Among commentators, there are predictions both grim and ecstatic about what AI will bring our way. On one side are notions of the end of white-collar work, Terminator-style machine takeovers, epistemic collapse (the death of fact). On the other, a Star Trekstyle post-scarcity utopia. They imagined similar things in 1933. They were both right. The midcentury technology boom did change the world in incredible ways, some positive, some existential. We’ll face the same test.
Who’s there?
Scammers have long benefited from the availability of information on people, retrieved from both legal and illegal sources. This has made many trust-building fraud strategies incredibly persuasive in the digital era, costing some people their life savings.
AI has enabled scammers to up their game, improving their methods along the spectrum of untargeted low-effort, wide-net scams to specifically targeted high-effort cons.
On the lowest effort and most widely cast side, AI has smoothed over some of the linguistic tells that kept overseas scammers from sounding credible. On the high end of complexity, AI has been used to imitate real people in voice and video calls to scam their loved ones.
With these new capabilities, it’s now even more important for people to understand the capabilities of AI to cheat your senses.
What is AI, Actually?
AI is a wide classification of computing systems capable of dicing complex information into meaningful components - called tokens - sorting those components, analyzing them for patterns and reassembling them into coherent, seemingly logical responses. That information may be anything, including words, speech, and images. There are methods, for example,
of converting computer program code into images using a particular process and then using AI to find outlying patterns in the image. This can be used to find computer viruses hidden in otherwise benign software.
AI is new but emerged from an iterative process. Tech companies have been on the road toward what we now call AI for decades, and researchers have for decades before that. Technologies that we associate with the digital age, like internet search engines, are precursors to AI. Computer phone agents, speech recognition systems, email spam filters, weather forecasting models and text message word prediction may be classified as AI (and many older purpose-built systems are being replaced with AI), but generally, the term is reserved for more broadly capable systems.
-.-.-
WORK TO COMPLETE:
• A. In the passage on AI and scams, what has AI smoothed over for overseas scammers using low-effort, wide-net scams?
• B. Carry on the passage on AI and scams, beginning after its final sentence.
The listing has no connection to the passage on AI and scams.

DATASET CONTENT:
-.-.-
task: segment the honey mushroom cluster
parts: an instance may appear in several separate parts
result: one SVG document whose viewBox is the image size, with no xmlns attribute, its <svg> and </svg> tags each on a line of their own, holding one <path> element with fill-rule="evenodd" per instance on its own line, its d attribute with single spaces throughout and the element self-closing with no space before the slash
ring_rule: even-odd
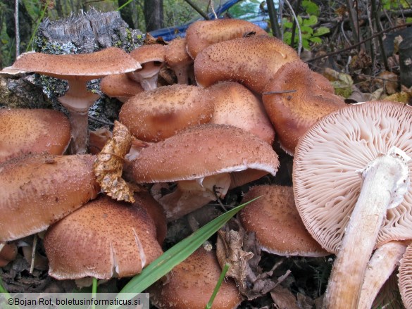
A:
<svg viewBox="0 0 412 309">
<path fill-rule="evenodd" d="M 344 224 L 351 216 L 351 205 L 356 202 L 361 191 L 359 185 L 355 184 L 360 182 L 347 178 L 349 175 L 347 172 L 350 170 L 353 174 L 354 167 L 358 170 L 363 168 L 365 166 L 360 163 L 365 163 L 365 160 L 356 160 L 356 158 L 353 158 L 356 162 L 350 165 L 350 168 L 342 165 L 334 165 L 332 163 L 335 161 L 343 163 L 349 159 L 339 153 L 336 157 L 330 157 L 330 149 L 325 148 L 327 137 L 323 135 L 331 134 L 335 127 L 339 129 L 337 131 L 342 129 L 342 125 L 339 126 L 337 120 L 329 120 L 330 118 L 327 117 L 331 113 L 339 115 L 342 111 L 343 115 L 346 115 L 348 127 L 351 120 L 350 125 L 356 126 L 358 122 L 352 120 L 354 116 L 351 112 L 347 111 L 351 111 L 349 109 L 351 106 L 347 107 L 343 99 L 334 94 L 333 88 L 327 80 L 311 70 L 299 59 L 296 51 L 282 41 L 269 37 L 261 28 L 248 22 L 234 19 L 216 20 L 194 23 L 188 29 L 185 39 L 173 40 L 166 46 L 144 45 L 130 54 L 118 49 L 108 48 L 87 55 L 49 55 L 51 58 L 47 58 L 48 56 L 39 55 L 38 53 L 23 54 L 11 67 L 0 72 L 4 74 L 37 72 L 68 80 L 69 91 L 59 100 L 70 113 L 69 121 L 63 114 L 46 114 L 54 111 L 45 111 L 42 117 L 37 114 L 31 115 L 34 113 L 31 111 L 15 111 L 16 115 L 20 112 L 23 115 L 23 120 L 18 121 L 21 122 L 23 130 L 30 131 L 29 128 L 33 126 L 42 129 L 37 135 L 30 132 L 35 141 L 30 143 L 37 148 L 27 149 L 25 148 L 29 145 L 27 142 L 19 141 L 13 137 L 23 136 L 22 133 L 15 133 L 17 129 L 13 127 L 17 127 L 16 125 L 6 125 L 6 129 L 2 130 L 6 134 L 0 135 L 0 153 L 6 154 L 4 156 L 5 162 L 1 163 L 0 160 L 0 186 L 5 189 L 1 191 L 4 196 L 0 201 L 0 211 L 5 215 L 2 215 L 0 220 L 0 241 L 10 241 L 47 229 L 44 246 L 50 261 L 51 276 L 58 279 L 77 279 L 87 276 L 109 279 L 129 277 L 139 272 L 142 268 L 161 254 L 166 221 L 172 222 L 211 201 L 223 198 L 228 190 L 236 187 L 249 184 L 268 174 L 275 176 L 279 168 L 277 154 L 273 148 L 275 139 L 287 153 L 292 156 L 296 155 L 293 194 L 290 187 L 275 186 L 251 190 L 251 193 L 245 196 L 246 200 L 253 198 L 254 194 L 255 196 L 262 194 L 265 196 L 261 206 L 258 201 L 254 202 L 249 210 L 245 208 L 240 215 L 242 224 L 246 229 L 256 233 L 263 249 L 275 254 L 318 256 L 327 255 L 329 252 L 339 252 L 337 248 L 340 248 L 340 241 L 346 234 Z M 92 63 L 94 68 L 91 69 L 92 71 L 87 68 L 90 66 L 89 63 Z M 79 67 L 75 67 L 75 63 L 78 63 Z M 52 68 L 50 68 L 51 65 Z M 63 72 L 56 68 L 60 67 L 64 68 Z M 70 68 L 75 68 L 73 72 L 75 72 L 70 71 Z M 158 77 L 162 68 L 173 70 L 179 84 L 159 86 Z M 111 150 L 107 150 L 116 149 L 116 147 L 106 148 L 106 150 L 102 151 L 101 154 L 108 157 L 106 163 L 116 158 L 116 163 L 113 165 L 113 170 L 110 164 L 106 164 L 104 168 L 104 172 L 113 177 L 103 175 L 99 177 L 97 181 L 94 175 L 96 170 L 95 156 L 85 154 L 87 145 L 87 109 L 96 96 L 87 91 L 85 83 L 87 80 L 104 76 L 106 77 L 101 82 L 101 90 L 108 96 L 118 98 L 124 102 L 119 114 L 119 125 L 123 124 L 121 125 L 125 127 L 123 134 L 130 137 L 127 138 L 127 146 L 120 147 L 123 149 L 121 154 L 116 150 L 113 153 Z M 377 107 L 369 107 L 373 104 Z M 387 113 L 391 115 L 398 113 L 392 111 L 397 111 L 399 108 L 397 104 L 387 102 L 365 103 L 365 108 L 374 111 L 381 108 L 381 106 L 384 110 L 389 106 Z M 363 115 L 361 108 L 363 108 L 360 107 L 359 111 L 356 111 Z M 410 108 L 405 106 L 404 108 L 406 111 Z M 17 117 L 12 115 L 13 112 L 0 112 L 0 118 Z M 408 110 L 407 113 L 410 113 Z M 61 120 L 55 120 L 59 117 Z M 366 118 L 368 117 L 365 116 Z M 387 115 L 381 117 L 385 119 Z M 32 120 L 32 118 L 36 120 Z M 49 120 L 49 118 L 53 120 Z M 75 120 L 79 118 L 82 120 Z M 320 120 L 329 121 L 330 127 L 320 127 L 322 125 L 318 125 Z M 363 120 L 360 120 L 358 123 Z M 32 121 L 34 122 L 32 125 L 27 125 Z M 365 125 L 365 127 L 358 128 L 355 133 L 344 132 L 343 134 L 346 134 L 347 137 L 352 137 L 356 141 L 355 144 L 368 144 L 370 139 L 380 146 L 383 141 L 376 141 L 377 137 L 369 137 L 366 132 L 374 130 L 368 126 L 378 125 L 380 130 L 386 132 L 394 125 L 383 120 L 376 125 L 376 121 Z M 80 122 L 82 125 L 78 125 Z M 0 121 L 0 127 L 6 123 L 7 121 Z M 54 125 L 60 125 L 60 128 L 51 127 Z M 312 129 L 309 129 L 311 127 Z M 318 133 L 313 132 L 317 127 L 320 127 L 320 137 L 316 136 Z M 70 134 L 72 144 L 75 146 L 70 147 L 68 152 L 66 148 L 68 147 Z M 408 139 L 411 130 L 405 128 L 401 134 Z M 44 141 L 44 137 L 51 138 L 54 134 L 58 135 L 56 138 L 63 141 Z M 401 151 L 391 152 L 387 146 L 370 152 L 377 153 L 382 151 L 398 160 L 399 162 L 395 160 L 393 163 L 393 169 L 401 167 L 404 172 L 392 182 L 397 184 L 404 180 L 405 186 L 408 187 L 408 172 L 405 165 L 409 166 L 411 164 L 408 163 L 408 156 L 411 155 L 411 147 L 406 141 L 398 142 L 399 139 L 397 134 L 399 133 L 388 132 L 385 141 L 391 144 L 391 141 L 394 141 L 391 147 L 397 146 Z M 111 134 L 108 134 L 104 137 L 104 141 L 108 139 L 108 144 L 113 143 L 115 140 L 116 143 L 119 142 L 116 137 L 111 137 Z M 7 141 L 1 143 L 2 139 Z M 331 137 L 332 141 L 342 139 L 343 137 Z M 80 139 L 81 141 L 78 141 Z M 317 143 L 316 146 L 310 144 L 312 140 Z M 4 151 L 4 144 L 10 144 L 13 150 Z M 306 146 L 307 144 L 309 145 Z M 348 142 L 347 145 L 338 145 L 337 152 L 344 147 L 347 152 L 350 153 L 351 144 Z M 98 148 L 101 149 L 102 147 Z M 356 149 L 350 148 L 350 150 L 354 149 Z M 313 151 L 318 151 L 316 158 L 304 158 L 304 156 L 308 156 L 306 153 Z M 128 154 L 125 156 L 127 152 Z M 99 154 L 97 156 L 99 157 Z M 327 160 L 322 158 L 325 156 L 328 157 Z M 356 156 L 353 155 L 354 157 Z M 11 158 L 13 157 L 15 158 Z M 365 156 L 365 158 L 370 159 L 367 162 L 372 162 L 374 159 L 373 156 Z M 320 160 L 327 162 L 325 169 L 330 170 L 335 177 L 339 176 L 337 179 L 340 182 L 344 182 L 344 179 L 349 182 L 354 184 L 354 189 L 351 191 L 351 187 L 348 185 L 349 191 L 346 193 L 335 191 L 332 195 L 320 193 L 321 197 L 312 196 L 312 194 L 324 192 L 326 189 L 323 188 L 324 184 L 320 184 L 320 181 L 325 179 L 320 172 L 323 168 L 322 165 L 320 168 L 310 168 L 309 172 L 306 172 L 308 175 L 304 172 L 308 170 L 306 165 L 318 163 Z M 94 168 L 92 166 L 94 163 Z M 26 169 L 27 166 L 30 167 L 30 170 Z M 73 168 L 77 166 L 78 169 Z M 318 165 L 314 164 L 313 166 Z M 136 193 L 133 197 L 137 201 L 132 206 L 127 206 L 123 201 L 104 196 L 101 191 L 111 195 L 108 191 L 120 182 L 122 172 L 123 177 L 127 182 L 150 187 L 150 194 L 148 191 Z M 311 175 L 317 176 L 319 183 L 311 184 Z M 39 179 L 40 180 L 37 180 Z M 102 183 L 101 179 L 106 179 L 103 180 L 106 182 Z M 58 189 L 58 186 L 61 189 L 60 187 Z M 132 186 L 130 190 L 132 191 Z M 389 208 L 393 210 L 388 210 L 390 215 L 387 217 L 388 220 L 394 222 L 390 223 L 393 226 L 389 229 L 394 229 L 397 234 L 392 237 L 385 234 L 378 239 L 380 242 L 377 246 L 384 246 L 385 242 L 411 239 L 410 229 L 395 227 L 394 222 L 400 219 L 392 218 L 398 213 L 399 215 L 406 215 L 401 213 L 398 205 L 399 203 L 402 206 L 405 204 L 402 201 L 405 192 L 409 190 L 408 187 L 391 190 L 401 191 L 394 196 L 397 203 L 391 204 Z M 27 197 L 33 192 L 37 194 L 34 197 L 35 203 L 29 201 Z M 130 198 L 132 194 L 129 192 L 127 194 L 129 201 L 132 201 L 133 198 Z M 309 201 L 302 196 L 308 196 Z M 332 200 L 328 200 L 330 198 Z M 116 194 L 116 198 L 125 199 L 121 194 Z M 410 198 L 405 198 L 408 203 Z M 294 199 L 296 199 L 296 206 Z M 362 201 L 359 203 L 366 203 Z M 285 204 L 283 209 L 277 206 L 282 203 Z M 28 209 L 29 206 L 36 210 Z M 341 206 L 342 210 L 338 208 Z M 329 222 L 329 220 L 318 217 L 322 210 L 316 210 L 316 208 L 322 207 L 330 208 L 332 213 L 343 213 L 342 217 L 336 215 L 335 219 L 344 225 L 339 227 L 316 225 L 317 222 L 325 224 Z M 257 221 L 252 220 L 252 214 L 261 210 L 266 214 L 263 215 L 267 217 L 265 219 L 273 220 L 267 223 L 269 225 L 268 229 L 261 229 L 262 215 L 257 216 Z M 298 211 L 301 221 L 298 218 Z M 382 219 L 375 223 L 377 227 L 375 227 L 377 229 L 375 232 L 376 235 L 383 217 L 386 216 L 385 211 L 382 210 L 380 213 Z M 314 215 L 311 215 L 311 212 Z M 33 215 L 34 213 L 36 215 Z M 279 219 L 282 213 L 289 215 L 285 219 Z M 30 220 L 26 220 L 27 214 L 31 217 Z M 6 215 L 13 218 L 13 221 L 4 219 Z M 87 218 L 92 217 L 94 218 L 93 227 L 90 228 Z M 275 235 L 271 239 L 271 234 L 276 233 L 276 237 L 279 237 L 280 230 L 286 229 L 281 227 L 279 220 L 284 222 L 290 222 L 289 226 L 293 224 L 296 227 L 296 230 L 300 231 L 301 234 L 299 236 L 297 232 L 294 233 L 298 238 L 294 241 L 294 244 L 299 245 L 299 248 L 279 249 L 276 247 Z M 382 227 L 384 230 L 385 228 L 385 226 Z M 337 230 L 337 236 L 334 235 Z M 320 234 L 334 239 L 322 240 Z M 376 238 L 376 235 L 371 235 L 371 239 Z M 61 244 L 63 241 L 67 244 L 68 237 L 73 239 L 70 242 L 75 243 L 75 249 Z M 266 237 L 266 240 L 263 240 L 264 237 Z M 100 240 L 93 241 L 94 239 Z M 360 243 L 358 239 L 355 239 L 351 242 Z M 366 263 L 375 248 L 375 240 L 370 240 L 368 251 L 366 249 L 366 257 L 363 258 Z M 402 246 L 406 247 L 404 244 Z M 270 248 L 271 246 L 274 246 L 273 248 Z M 306 252 L 306 248 L 301 251 L 301 246 L 310 246 L 311 248 Z M 283 253 L 280 253 L 280 251 Z M 94 258 L 90 258 L 92 254 L 95 254 Z M 198 252 L 196 256 L 200 254 Z M 344 256 L 339 252 L 337 258 L 339 263 L 342 260 L 348 260 L 348 254 Z M 210 258 L 201 258 L 201 262 L 195 263 L 202 264 L 204 267 L 204 262 Z M 139 262 L 136 263 L 137 260 Z M 95 261 L 97 264 L 93 264 Z M 394 264 L 396 263 L 394 261 Z M 183 264 L 182 267 L 199 270 L 196 267 Z M 345 270 L 334 270 L 334 282 L 339 282 L 339 284 L 347 282 L 342 272 Z M 356 308 L 355 304 L 358 302 L 357 295 L 361 290 L 365 271 L 356 270 L 353 272 L 359 272 L 359 282 L 356 286 L 358 290 L 351 292 L 354 293 L 352 297 L 355 300 L 339 305 L 342 308 Z M 218 270 L 215 272 L 218 273 Z M 193 275 L 194 277 L 199 276 L 196 274 Z M 351 271 L 351 276 L 352 275 Z M 177 279 L 180 277 L 177 277 Z M 191 282 L 189 279 L 187 282 Z M 210 282 L 208 284 L 210 286 Z M 234 290 L 232 282 L 227 282 L 227 284 L 232 284 L 229 290 Z M 160 283 L 156 285 L 156 289 L 160 289 L 160 291 L 156 291 L 156 305 L 158 308 L 182 308 L 186 305 L 176 305 L 178 303 L 177 299 L 188 297 L 187 294 L 180 296 L 178 290 L 172 290 L 173 301 L 161 299 L 163 294 L 162 285 Z M 169 287 L 171 286 L 169 284 Z M 199 289 L 201 288 L 199 286 Z M 339 294 L 341 292 L 336 292 L 334 289 L 335 286 L 330 282 L 325 308 L 340 308 L 334 303 L 335 301 L 331 301 L 340 297 L 337 295 L 341 295 Z M 236 289 L 235 291 L 235 294 L 230 296 L 233 301 L 219 301 L 218 294 L 218 308 L 237 305 L 241 299 Z M 225 294 L 220 293 L 220 295 L 223 297 Z M 191 304 L 188 308 L 204 308 L 206 305 L 206 302 L 194 305 L 187 299 L 186 301 Z"/>
</svg>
-.-.-
OUTPUTS FOR THE TASKS:
• A. Some of the linguistic tells that kept them from sounding credible.

• B.
Another way to conceptualize AI is by considering how an early computer, like an abacus, processed one specific type of input to provide one specific type of output. As computers got more complex, the range of inputs broadened – if asked this, then output that – though the variety of inputs and data used to produce an output remained limited to the programmer’s constraints. AI is the next step, producing logical outputs from deep sets of data to complex inputs like “How many times did the filmmaker say the word ‘innovention’ in all of his interviews conducted since April? Provide a link to each mention.”
Being essentially a very complex statistical processor, AI can also be used for prediction, which has broad implications for every field. Weather, logistics, criminal justice, biology, actuary science, security, investing, war – AI has found purchase in each. While many of these may be invisible to those outside the field in day-to-day life, this is potentially where the bulk of the market value of AI will be derived.
MAJOR CHATBOTS
ChatGPT OpenAI • chatgpt.com
Gemini Google • gemini.google.com
Claude Anthropic • claude.ai Copilot Microsoft • copilot.microsoft.com
xAI Grok • grok.com
Android and iOS • Both major phone operating systems now include AI features on their phones and smart speaker systems
HOW IS AI AFFECTING THE ECONOMY?
Even as companies in the 2020s have been challenged by the pandemic, inflation, rising interest rates, and trade policy shifts, the S&P 500 has continued to hit multiple record highs. Driving much of that momentum is the technology sector, with AI and a handful of dominant tech firms at the center of the surge.
The business earnings case for AI is developing. Investment has been high with the expectation that AI could fundamentally change the world economy. That remains to be seen, though producers have touted increasing subscription incomes. One challenge for businesses looking to implement AI in critical infrastructure is that outputs are non-deterministic, meaning that slight changes in AI model training or hardware can mean an AI produces different answers to the same question. For business functions accountable to shareholders, regulators and customers, this presents an accountability problem.
WHAT CAN I DO WITH AI AT HOME?
The most popular consumer AI is the chatbot, known more formally as a large-language model. These models are trained on vast quantities of information, like websites, books and social media. This has made them the Swiss army knives of AI, though they can struggle to go more deeply into individual topics. For those specified uses, more narrowly trained models may be best, and are easily found with an internet search.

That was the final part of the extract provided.